#### YANG HARUS DIKERJAKAN:
Tolong salin seluruh teks tentang pengalaman membaca novel "The Da Vinci Code" di bawah ini tanpa mengubah satu huruf pun.

___ TEKS HASIL EKSTRAKSI ___

Senin, 21 Januari 2008

“The Da Vinci Code” Tak Hanya Mengguncang Iman Kristiani


Mungkin aku termasuk seorang yang terlambat membaca Novel “The Da Vinci Code” karya Dan Brown, karena novel ini untuk pertama kalinya terbit pada tahun 2003 (edisi Bahasa Inggris). Kemudian terbit di Indonesia (edisi Bahasa Indonesia) pada tahun 2004 dan 2005. Kini sudah tahun 2008. Jadi boleh dikatakan, bahwa aku adalah orang yang terlambat membaca Novel yang menarik ini. Namun bagiku, tak ada kata terlambat untuk membagi apa yang kumengerti dari isi novel yang kubaca itu. Karena bagiku, mungkin saja setiap orang memiliki pandangan yang berbeda setelah membaca isi novel tersebut, tak terkecuali aku.

___ CATATAN YANG TERSEDIA ___

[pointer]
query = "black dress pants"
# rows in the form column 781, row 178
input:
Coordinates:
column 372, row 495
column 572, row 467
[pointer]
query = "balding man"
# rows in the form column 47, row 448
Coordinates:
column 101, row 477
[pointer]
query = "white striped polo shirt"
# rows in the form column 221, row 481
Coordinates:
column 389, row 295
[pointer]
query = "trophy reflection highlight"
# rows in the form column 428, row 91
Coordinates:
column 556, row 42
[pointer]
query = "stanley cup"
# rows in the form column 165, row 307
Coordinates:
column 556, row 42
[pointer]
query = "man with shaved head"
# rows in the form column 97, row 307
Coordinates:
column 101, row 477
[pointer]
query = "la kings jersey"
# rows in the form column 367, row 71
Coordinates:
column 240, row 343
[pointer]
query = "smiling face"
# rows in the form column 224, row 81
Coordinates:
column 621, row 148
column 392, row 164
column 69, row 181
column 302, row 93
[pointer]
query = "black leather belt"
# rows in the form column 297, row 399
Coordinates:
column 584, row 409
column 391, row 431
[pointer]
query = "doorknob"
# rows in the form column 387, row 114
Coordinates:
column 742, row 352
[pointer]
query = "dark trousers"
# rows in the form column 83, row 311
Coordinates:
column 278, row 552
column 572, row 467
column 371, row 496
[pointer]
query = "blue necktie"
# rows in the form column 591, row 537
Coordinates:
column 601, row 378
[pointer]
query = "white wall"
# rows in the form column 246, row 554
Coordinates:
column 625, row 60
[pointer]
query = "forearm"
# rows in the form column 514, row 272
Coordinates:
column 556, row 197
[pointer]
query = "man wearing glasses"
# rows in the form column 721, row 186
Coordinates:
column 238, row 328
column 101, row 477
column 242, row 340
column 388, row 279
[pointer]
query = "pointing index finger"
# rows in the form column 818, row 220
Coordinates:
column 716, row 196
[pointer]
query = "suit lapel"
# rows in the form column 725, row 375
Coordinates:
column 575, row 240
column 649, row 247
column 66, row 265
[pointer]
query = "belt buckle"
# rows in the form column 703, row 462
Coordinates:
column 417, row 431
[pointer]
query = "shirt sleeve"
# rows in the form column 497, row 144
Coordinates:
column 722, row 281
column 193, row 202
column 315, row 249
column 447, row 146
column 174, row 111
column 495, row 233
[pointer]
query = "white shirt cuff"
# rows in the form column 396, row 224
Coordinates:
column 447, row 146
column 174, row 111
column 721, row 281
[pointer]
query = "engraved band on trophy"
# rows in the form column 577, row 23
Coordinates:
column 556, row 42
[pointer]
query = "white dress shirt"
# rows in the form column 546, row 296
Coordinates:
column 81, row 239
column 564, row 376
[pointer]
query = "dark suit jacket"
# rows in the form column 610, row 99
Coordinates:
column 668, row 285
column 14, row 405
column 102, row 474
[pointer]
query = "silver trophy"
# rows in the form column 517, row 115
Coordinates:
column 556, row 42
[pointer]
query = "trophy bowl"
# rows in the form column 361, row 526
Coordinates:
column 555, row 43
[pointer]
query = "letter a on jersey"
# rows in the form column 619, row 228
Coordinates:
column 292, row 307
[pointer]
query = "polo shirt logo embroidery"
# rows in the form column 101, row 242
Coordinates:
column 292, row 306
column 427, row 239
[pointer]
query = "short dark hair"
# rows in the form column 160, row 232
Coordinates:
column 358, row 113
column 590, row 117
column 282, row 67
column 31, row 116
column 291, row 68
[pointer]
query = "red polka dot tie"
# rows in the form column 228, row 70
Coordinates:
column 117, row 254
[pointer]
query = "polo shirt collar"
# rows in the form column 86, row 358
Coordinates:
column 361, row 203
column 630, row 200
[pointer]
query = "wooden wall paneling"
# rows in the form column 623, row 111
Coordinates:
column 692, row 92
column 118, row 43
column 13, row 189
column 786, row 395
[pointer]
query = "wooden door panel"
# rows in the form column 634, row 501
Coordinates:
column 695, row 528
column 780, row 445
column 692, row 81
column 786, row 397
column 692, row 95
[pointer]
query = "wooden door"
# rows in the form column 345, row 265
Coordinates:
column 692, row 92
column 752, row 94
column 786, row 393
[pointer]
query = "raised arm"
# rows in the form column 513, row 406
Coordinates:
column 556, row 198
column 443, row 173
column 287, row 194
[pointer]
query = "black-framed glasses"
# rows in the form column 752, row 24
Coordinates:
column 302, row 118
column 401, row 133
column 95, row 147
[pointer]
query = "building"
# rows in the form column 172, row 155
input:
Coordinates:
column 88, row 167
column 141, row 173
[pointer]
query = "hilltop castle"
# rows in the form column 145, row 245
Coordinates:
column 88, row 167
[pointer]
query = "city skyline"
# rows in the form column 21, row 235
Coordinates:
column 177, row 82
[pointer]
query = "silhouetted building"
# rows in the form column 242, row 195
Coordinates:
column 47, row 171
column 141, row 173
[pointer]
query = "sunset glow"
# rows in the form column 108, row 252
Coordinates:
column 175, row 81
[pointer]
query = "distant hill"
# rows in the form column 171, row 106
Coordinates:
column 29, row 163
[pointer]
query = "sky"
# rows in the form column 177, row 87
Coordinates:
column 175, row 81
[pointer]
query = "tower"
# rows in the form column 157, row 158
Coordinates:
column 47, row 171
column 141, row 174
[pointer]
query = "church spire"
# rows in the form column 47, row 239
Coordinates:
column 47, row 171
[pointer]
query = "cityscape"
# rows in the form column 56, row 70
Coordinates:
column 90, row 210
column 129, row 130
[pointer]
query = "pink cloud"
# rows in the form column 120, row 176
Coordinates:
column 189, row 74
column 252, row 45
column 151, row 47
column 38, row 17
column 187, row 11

___

#### PENYELESAIAN:
Senin, 21 Januari 2008

“The Da Vinci Code” Tak Hanya Mengguncang Iman Kristiani


Mungkin aku termasuk seorang yang terlambat membaca Novel “The Da Vinci Code” karya Dan Brown, karena novel ini untuk pertama kalinya terbit pada tahun 2003 (edisi Bahasa Inggris). Kemudian terbit di Indonesia (edisi Bahasa Indonesia) pada tahun 2004 dan 2005. Kini sudah tahun 2008. Jadi boleh dikatakan, bahwa aku adalah orang yang terlambat membaca Novel yang menarik ini. Namun bagiku, tak ada kata terlambat untuk membagi apa yang kumengerti dari isi novel yang kubaca itu. Karena bagiku, mungkin saja setiap orang memiliki pandangan yang berbeda setelah membaca isi novel tersebut, tak terkecuali aku.